* Given data *
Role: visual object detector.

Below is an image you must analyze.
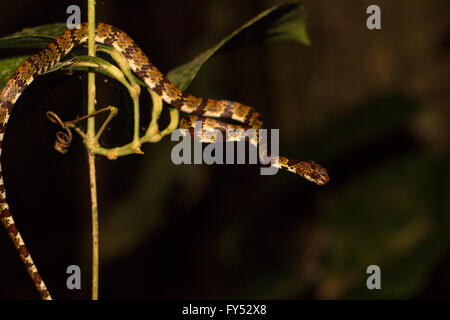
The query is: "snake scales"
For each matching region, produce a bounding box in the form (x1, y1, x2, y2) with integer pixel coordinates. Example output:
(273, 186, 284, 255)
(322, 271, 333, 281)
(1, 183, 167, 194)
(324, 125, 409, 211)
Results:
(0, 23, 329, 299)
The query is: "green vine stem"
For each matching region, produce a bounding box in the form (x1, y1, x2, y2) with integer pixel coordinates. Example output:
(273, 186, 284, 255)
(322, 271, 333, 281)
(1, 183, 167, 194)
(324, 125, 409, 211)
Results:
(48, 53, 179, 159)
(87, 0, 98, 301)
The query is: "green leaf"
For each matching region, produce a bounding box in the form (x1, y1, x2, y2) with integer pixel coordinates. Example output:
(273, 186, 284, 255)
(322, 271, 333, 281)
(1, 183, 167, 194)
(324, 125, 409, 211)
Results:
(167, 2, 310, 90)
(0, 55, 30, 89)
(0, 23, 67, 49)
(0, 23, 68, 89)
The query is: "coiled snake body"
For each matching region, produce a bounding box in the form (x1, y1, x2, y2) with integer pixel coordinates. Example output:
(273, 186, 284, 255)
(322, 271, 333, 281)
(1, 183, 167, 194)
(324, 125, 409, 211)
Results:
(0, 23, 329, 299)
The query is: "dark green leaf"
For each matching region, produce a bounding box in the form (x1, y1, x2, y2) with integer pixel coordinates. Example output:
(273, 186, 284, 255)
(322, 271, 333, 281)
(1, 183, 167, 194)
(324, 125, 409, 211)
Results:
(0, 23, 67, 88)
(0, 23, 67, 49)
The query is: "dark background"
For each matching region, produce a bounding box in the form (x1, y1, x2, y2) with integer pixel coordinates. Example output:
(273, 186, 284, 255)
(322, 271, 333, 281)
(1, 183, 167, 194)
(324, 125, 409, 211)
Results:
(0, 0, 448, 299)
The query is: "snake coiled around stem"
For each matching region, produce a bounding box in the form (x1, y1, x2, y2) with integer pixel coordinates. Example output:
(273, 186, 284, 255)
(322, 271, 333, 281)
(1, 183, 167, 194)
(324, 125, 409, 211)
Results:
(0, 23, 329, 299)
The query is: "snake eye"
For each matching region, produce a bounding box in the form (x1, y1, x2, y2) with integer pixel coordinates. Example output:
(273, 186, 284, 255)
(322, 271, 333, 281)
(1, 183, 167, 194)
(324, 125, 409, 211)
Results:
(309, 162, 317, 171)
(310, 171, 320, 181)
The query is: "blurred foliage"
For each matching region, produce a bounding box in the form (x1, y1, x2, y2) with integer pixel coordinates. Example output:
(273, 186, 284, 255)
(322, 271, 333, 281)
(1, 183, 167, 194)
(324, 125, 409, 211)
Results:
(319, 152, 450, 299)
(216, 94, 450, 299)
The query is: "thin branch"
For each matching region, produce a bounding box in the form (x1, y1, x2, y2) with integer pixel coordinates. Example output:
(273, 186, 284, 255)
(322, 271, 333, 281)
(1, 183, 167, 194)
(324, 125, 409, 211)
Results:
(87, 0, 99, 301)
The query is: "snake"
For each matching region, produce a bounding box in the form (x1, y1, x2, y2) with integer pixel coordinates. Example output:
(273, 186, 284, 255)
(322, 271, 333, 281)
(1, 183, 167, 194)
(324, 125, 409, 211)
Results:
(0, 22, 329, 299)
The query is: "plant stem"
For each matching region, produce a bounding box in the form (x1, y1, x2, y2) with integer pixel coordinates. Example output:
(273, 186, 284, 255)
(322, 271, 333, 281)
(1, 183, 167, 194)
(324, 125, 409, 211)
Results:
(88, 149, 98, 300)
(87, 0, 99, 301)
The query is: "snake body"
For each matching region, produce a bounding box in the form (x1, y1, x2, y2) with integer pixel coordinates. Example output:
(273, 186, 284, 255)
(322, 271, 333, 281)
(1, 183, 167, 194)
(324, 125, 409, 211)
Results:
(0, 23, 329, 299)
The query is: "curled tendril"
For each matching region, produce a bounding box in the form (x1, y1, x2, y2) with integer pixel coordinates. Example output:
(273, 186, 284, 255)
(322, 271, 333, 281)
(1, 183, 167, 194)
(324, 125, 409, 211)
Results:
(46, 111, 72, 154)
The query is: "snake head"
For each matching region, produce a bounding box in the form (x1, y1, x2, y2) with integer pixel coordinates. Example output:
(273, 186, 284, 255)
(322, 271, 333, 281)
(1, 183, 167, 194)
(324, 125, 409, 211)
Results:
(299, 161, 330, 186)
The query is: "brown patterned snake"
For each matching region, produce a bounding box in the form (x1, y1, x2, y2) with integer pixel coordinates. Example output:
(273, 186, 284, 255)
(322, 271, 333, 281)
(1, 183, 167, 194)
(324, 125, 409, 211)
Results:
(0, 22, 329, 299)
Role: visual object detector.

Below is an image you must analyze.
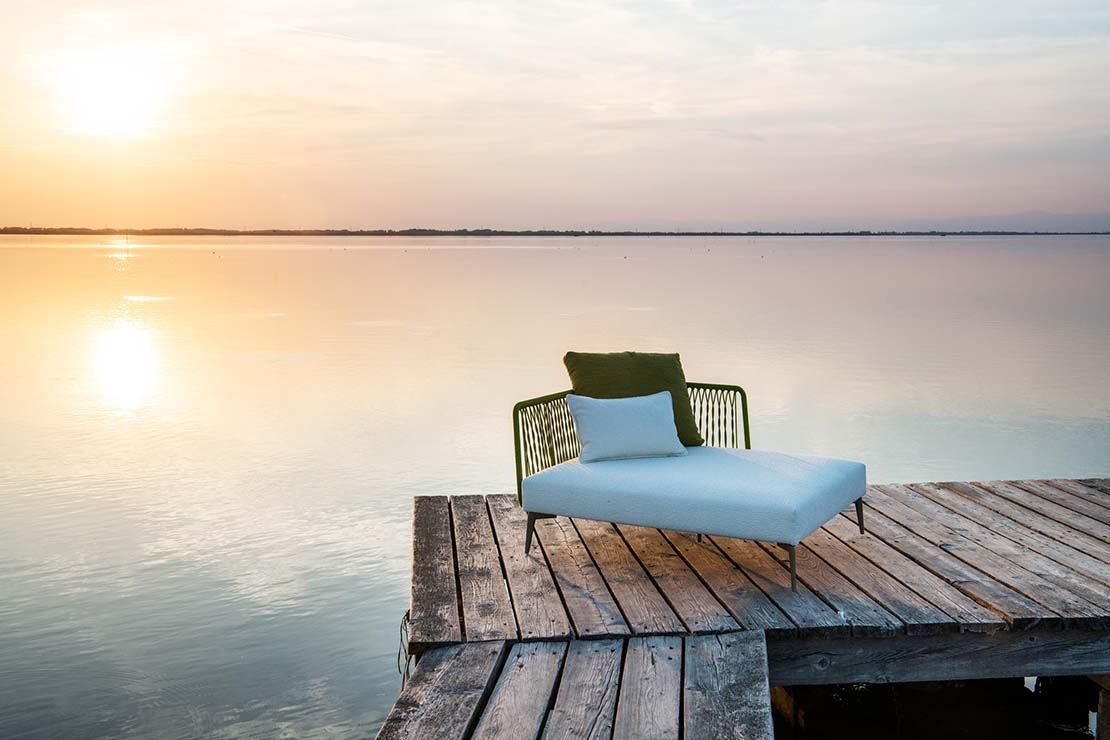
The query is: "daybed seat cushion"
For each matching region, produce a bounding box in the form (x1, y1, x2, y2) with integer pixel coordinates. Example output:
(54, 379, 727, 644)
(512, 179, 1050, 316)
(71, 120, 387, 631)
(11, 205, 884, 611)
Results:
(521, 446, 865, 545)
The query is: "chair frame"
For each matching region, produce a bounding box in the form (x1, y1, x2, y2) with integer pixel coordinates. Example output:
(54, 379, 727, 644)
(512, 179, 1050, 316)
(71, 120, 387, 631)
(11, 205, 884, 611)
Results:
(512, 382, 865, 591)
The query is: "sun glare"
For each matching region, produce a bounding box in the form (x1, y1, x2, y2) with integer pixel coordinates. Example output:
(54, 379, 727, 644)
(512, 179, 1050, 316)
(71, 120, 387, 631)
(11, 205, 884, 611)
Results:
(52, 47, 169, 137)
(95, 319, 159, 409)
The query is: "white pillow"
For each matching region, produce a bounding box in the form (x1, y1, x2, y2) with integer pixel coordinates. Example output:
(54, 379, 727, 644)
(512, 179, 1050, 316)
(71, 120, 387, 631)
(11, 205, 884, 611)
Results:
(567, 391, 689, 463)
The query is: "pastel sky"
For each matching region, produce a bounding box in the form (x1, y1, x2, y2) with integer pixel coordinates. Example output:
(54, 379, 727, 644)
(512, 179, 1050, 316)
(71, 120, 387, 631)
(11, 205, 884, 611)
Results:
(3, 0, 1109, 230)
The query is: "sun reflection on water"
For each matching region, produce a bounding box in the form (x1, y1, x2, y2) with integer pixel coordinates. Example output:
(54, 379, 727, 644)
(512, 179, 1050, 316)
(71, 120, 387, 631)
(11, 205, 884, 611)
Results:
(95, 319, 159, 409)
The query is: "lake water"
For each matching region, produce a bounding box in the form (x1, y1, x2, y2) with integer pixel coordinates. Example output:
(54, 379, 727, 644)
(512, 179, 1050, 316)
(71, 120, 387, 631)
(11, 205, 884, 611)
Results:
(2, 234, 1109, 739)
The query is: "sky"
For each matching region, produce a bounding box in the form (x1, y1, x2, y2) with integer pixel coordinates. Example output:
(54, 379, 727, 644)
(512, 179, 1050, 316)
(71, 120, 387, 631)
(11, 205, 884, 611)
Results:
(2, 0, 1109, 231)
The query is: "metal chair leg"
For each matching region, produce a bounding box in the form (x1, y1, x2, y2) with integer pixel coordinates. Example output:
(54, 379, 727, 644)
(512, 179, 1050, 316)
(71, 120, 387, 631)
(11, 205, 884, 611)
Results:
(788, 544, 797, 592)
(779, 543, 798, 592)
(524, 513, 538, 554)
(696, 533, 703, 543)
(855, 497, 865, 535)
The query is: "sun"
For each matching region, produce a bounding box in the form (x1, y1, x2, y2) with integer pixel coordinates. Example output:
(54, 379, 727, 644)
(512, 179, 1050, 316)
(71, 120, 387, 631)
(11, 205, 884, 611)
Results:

* What to do *
Find all the lines containing "chair" in the material, then copy them.

* Result *
The query is: "chair frame"
The query is: "metal chair leg"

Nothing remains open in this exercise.